*Aim of the exercise*. Write out again the entries below, from the line with "In the photo below, where can the dirt" up to and including the line with "pixel 273 183". Leave the picture out of your answer.

(Source data)
───

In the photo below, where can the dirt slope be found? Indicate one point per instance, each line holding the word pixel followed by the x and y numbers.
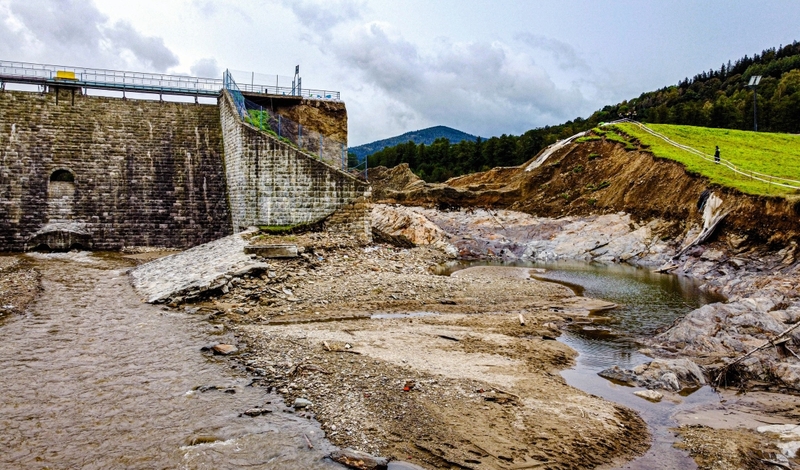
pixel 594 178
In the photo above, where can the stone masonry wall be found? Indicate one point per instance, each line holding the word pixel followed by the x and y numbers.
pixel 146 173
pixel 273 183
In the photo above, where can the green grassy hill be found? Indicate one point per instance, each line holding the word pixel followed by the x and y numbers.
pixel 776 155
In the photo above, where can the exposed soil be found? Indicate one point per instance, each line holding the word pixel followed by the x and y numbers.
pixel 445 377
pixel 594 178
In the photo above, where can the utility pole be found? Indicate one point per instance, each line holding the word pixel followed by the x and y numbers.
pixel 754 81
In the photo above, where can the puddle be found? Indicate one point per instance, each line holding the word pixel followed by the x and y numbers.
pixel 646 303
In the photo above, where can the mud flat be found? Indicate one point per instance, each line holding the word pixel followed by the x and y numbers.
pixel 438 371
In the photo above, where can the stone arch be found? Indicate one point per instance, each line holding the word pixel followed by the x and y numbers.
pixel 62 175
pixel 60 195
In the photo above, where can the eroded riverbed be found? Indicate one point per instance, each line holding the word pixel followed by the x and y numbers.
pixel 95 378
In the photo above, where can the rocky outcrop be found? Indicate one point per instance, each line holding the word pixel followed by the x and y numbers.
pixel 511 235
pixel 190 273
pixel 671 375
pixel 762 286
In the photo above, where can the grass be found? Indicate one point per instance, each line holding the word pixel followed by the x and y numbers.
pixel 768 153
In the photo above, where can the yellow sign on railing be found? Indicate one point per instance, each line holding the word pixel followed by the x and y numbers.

───

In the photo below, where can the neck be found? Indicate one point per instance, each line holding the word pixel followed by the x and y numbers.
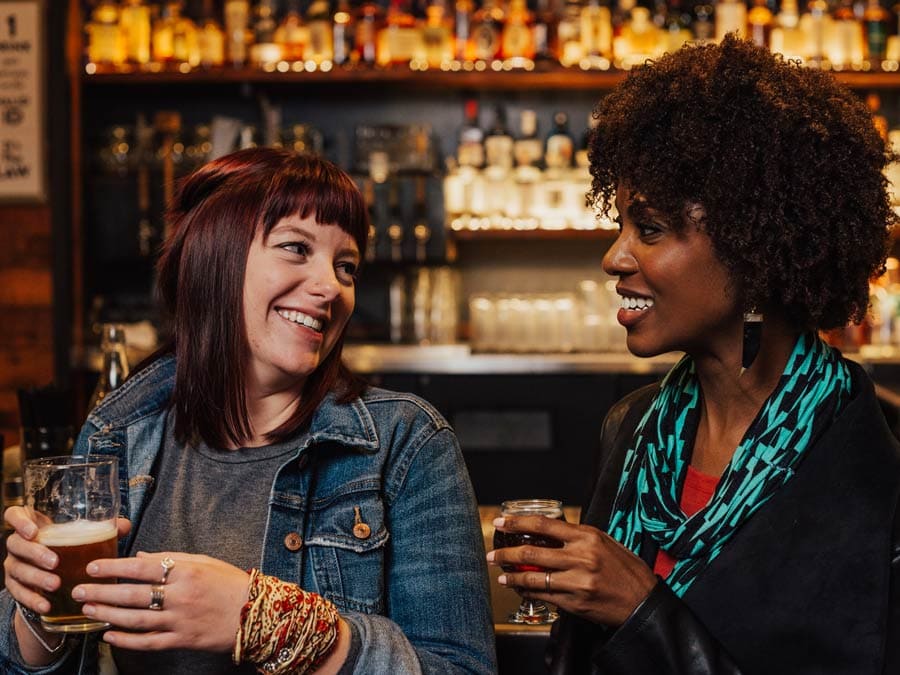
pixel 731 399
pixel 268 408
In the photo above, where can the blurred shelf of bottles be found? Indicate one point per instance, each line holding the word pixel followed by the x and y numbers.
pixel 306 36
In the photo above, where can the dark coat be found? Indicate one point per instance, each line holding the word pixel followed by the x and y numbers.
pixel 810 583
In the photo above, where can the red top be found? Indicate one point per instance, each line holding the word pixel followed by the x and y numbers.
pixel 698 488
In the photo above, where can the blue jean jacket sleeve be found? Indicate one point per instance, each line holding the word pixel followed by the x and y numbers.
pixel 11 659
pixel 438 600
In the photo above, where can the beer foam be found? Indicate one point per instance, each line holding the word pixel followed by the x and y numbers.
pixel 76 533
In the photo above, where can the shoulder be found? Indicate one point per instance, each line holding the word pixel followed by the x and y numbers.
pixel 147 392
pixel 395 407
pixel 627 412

───

*Task answer*.
In the photo below, where can the dirt slope be found? Indicate one point per instance, each line holding the word pixel followed by the x and y numbers.
pixel 594 178
In the photo above, where can the stone masonry wall be found? Indicate one point per instance, each line holding the word pixel followed by the x and y numbers.
pixel 146 173
pixel 273 183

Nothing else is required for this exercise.